- To be done: Reproduce the lines of the listing below verbatim, from the line with "Looking at the image above, identify the brick" to the line with "492;235;519;260", including both of those lines.

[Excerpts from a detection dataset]
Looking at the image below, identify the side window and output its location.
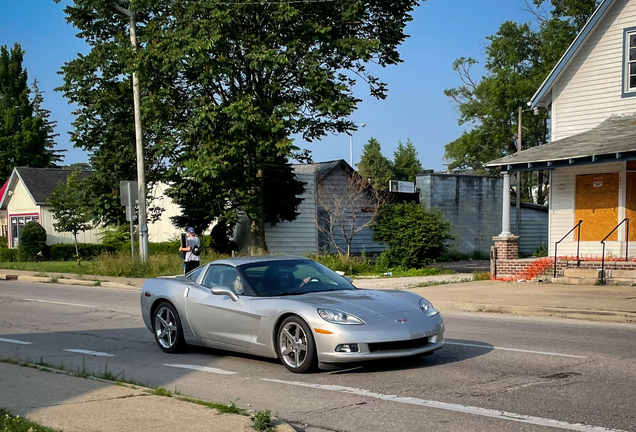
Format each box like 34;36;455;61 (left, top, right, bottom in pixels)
203;265;245;295
186;267;205;282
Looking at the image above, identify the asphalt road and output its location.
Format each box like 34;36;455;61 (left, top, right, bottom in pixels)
0;282;636;432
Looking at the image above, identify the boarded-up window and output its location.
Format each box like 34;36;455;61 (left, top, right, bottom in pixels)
574;173;618;241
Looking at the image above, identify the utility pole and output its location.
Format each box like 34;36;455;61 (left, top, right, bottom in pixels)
113;4;148;263
515;107;523;235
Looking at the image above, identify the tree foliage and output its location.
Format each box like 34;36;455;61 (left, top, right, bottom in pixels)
373;203;451;268
0;43;62;179
393;139;422;182
444;0;598;204
57;0;418;247
357;138;393;191
46;171;93;259
18;221;48;261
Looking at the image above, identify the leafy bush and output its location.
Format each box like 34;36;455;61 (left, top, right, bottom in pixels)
373;203;451;268
18;222;49;261
436;250;490;262
49;243;115;261
0;248;18;262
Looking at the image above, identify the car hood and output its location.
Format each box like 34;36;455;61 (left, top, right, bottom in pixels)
290;290;419;318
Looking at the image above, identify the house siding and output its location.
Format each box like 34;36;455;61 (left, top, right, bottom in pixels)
551;0;636;141
550;163;625;257
265;173;318;254
39;206;102;245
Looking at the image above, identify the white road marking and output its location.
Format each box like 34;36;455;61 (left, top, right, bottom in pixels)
446;341;587;358
62;349;115;357
261;378;626;432
164;364;236;375
0;338;33;345
24;299;97;308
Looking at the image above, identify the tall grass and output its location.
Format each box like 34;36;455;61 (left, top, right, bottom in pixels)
93;248;226;278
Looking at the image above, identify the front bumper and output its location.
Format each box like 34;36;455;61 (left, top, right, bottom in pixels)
318;338;446;363
314;313;445;363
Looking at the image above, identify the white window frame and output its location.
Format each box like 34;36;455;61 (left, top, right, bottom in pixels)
623;27;636;96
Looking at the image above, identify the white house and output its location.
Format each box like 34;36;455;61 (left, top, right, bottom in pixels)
0;168;181;248
486;0;636;276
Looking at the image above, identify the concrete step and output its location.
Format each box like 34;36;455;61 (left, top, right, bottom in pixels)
606;269;636;282
552;277;598;285
563;268;601;279
606;278;636;286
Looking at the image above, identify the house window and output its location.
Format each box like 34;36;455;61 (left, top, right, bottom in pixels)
9;215;40;249
623;29;636;93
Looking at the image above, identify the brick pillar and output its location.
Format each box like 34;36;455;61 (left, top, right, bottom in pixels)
492;235;519;260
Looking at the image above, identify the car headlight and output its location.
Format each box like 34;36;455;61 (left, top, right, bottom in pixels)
318;309;364;325
420;298;439;316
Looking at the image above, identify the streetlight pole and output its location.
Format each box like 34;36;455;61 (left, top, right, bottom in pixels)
515;107;523;235
113;4;148;263
349;123;366;169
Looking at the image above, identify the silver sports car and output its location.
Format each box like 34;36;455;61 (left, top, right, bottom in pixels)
141;257;444;373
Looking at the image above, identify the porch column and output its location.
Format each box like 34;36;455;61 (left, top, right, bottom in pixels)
499;172;512;237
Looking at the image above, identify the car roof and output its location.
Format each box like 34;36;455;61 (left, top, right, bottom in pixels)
210;255;311;267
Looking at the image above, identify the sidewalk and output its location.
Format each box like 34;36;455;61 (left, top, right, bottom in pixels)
0;363;294;432
0;270;636;323
411;281;636;323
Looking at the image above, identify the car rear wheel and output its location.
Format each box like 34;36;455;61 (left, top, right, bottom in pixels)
277;316;317;373
153;302;186;354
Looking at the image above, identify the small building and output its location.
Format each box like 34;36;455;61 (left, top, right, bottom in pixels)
486;0;636;276
234;159;386;255
415;170;548;255
0;168;180;248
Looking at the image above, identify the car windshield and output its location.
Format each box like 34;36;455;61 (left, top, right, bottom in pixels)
240;259;356;297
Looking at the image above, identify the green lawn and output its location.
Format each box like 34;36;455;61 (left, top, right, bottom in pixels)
0;261;96;274
0;408;56;432
0;253;455;280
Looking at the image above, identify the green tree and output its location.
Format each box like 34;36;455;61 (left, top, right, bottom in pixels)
46;171;93;260
18;222;49;261
0;43;61;179
373;203;451;269
358;138;393;191
57;0;418;248
393;139;422;182
444;0;598;204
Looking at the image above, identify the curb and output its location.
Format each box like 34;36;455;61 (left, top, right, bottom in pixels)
0;273;141;291
0;357;296;432
434;301;636;324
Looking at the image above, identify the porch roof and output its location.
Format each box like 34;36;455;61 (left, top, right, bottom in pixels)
485;114;636;171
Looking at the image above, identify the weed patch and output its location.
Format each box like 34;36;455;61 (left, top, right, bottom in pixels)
252;410;276;432
0;409;58;432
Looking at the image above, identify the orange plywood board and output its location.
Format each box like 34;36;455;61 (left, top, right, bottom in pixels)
575;173;619;241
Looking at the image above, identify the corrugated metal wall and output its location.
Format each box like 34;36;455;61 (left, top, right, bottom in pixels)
317;167;386;254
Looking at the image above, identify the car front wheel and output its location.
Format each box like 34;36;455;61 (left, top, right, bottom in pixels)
277;316;317;373
153;302;186;354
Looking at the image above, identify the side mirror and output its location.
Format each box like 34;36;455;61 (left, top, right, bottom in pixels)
212;287;238;301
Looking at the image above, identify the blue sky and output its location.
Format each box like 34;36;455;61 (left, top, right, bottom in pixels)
0;0;530;169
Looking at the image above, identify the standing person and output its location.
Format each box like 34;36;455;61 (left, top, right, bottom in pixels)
179;228;201;274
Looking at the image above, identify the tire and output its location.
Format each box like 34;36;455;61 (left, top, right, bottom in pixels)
152;302;186;354
276;316;318;373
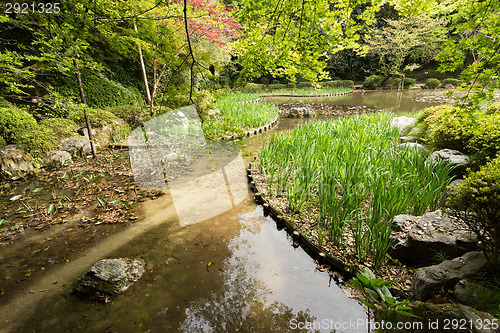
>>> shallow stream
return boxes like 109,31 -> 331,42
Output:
0,92 -> 442,332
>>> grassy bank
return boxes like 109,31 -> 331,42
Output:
258,113 -> 450,265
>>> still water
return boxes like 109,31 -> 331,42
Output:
0,89 -> 438,332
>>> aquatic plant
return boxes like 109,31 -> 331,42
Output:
259,112 -> 450,265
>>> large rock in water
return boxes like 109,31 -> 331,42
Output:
390,210 -> 477,264
410,251 -> 488,301
287,106 -> 316,118
42,150 -> 71,166
73,259 -> 144,303
391,116 -> 416,134
0,145 -> 35,178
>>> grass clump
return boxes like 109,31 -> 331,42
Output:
259,113 -> 450,266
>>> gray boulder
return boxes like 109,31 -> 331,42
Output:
410,251 -> 488,301
42,150 -> 71,166
59,136 -> 91,155
390,210 -> 477,264
391,116 -> 416,133
429,149 -> 470,177
73,258 -> 145,303
0,145 -> 35,178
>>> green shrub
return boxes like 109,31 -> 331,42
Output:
425,105 -> 475,151
243,83 -> 266,92
447,156 -> 500,273
267,83 -> 286,90
107,105 -> 150,127
0,107 -> 37,143
40,118 -> 78,139
425,78 -> 441,89
259,77 -> 269,86
468,113 -> 500,162
68,105 -> 118,127
17,125 -> 59,158
297,82 -> 314,88
363,75 -> 383,90
442,78 -> 462,87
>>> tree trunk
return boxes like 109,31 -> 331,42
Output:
134,23 -> 153,113
73,58 -> 97,158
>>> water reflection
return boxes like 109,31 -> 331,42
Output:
180,206 -> 366,332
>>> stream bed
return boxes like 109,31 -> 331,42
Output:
0,92 -> 442,332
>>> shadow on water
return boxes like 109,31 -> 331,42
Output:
0,89 -> 442,332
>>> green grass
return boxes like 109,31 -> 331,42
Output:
259,112 -> 450,265
203,93 -> 279,139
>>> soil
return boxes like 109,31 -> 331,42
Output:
0,149 -> 163,300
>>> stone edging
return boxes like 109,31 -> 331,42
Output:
247,163 -> 356,279
223,115 -> 279,141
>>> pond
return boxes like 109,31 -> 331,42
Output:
0,89 -> 438,332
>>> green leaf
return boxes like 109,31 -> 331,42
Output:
47,204 -> 56,214
9,194 -> 23,201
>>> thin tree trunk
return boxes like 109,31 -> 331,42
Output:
134,23 -> 153,113
73,58 -> 97,158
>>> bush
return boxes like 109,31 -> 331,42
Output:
447,156 -> 500,273
243,83 -> 266,92
442,78 -> 462,87
0,107 -> 37,143
467,113 -> 500,163
363,75 -> 383,90
68,105 -> 118,127
297,82 -> 314,88
40,118 -> 78,140
17,125 -> 59,158
425,79 -> 441,89
267,83 -> 286,90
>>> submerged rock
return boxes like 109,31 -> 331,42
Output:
410,251 -> 488,301
390,210 -> 477,264
42,150 -> 71,166
59,136 -> 91,155
73,258 -> 145,303
0,145 -> 35,178
287,106 -> 316,118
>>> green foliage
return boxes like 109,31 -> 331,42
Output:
447,156 -> 500,273
441,78 -> 462,87
107,105 -> 150,127
40,118 -> 78,139
0,107 -> 37,143
349,267 -> 419,323
267,83 -> 287,90
17,125 -> 59,158
259,112 -> 450,266
425,78 -> 441,89
297,82 -> 314,88
363,75 -> 383,90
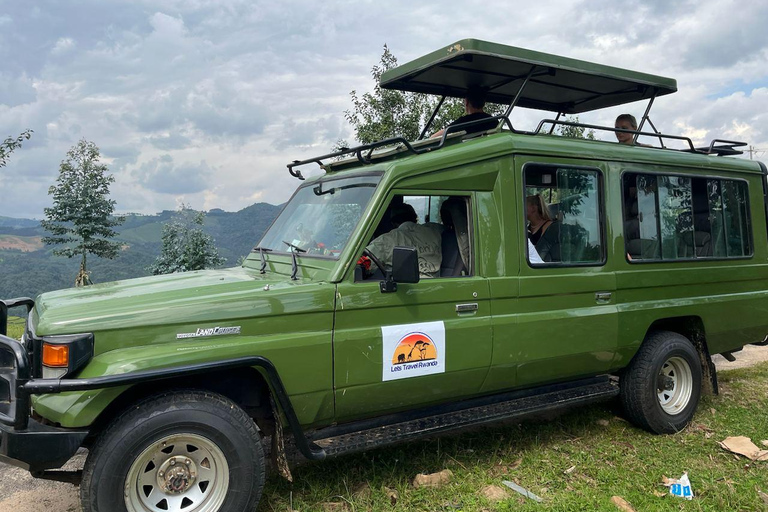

- Correct answer:
Looking at the image above, identify the brick pillar and output its location.
Format each box like 34;36;455;61 (left, top, right, bottom in pixels)
492;235;519;260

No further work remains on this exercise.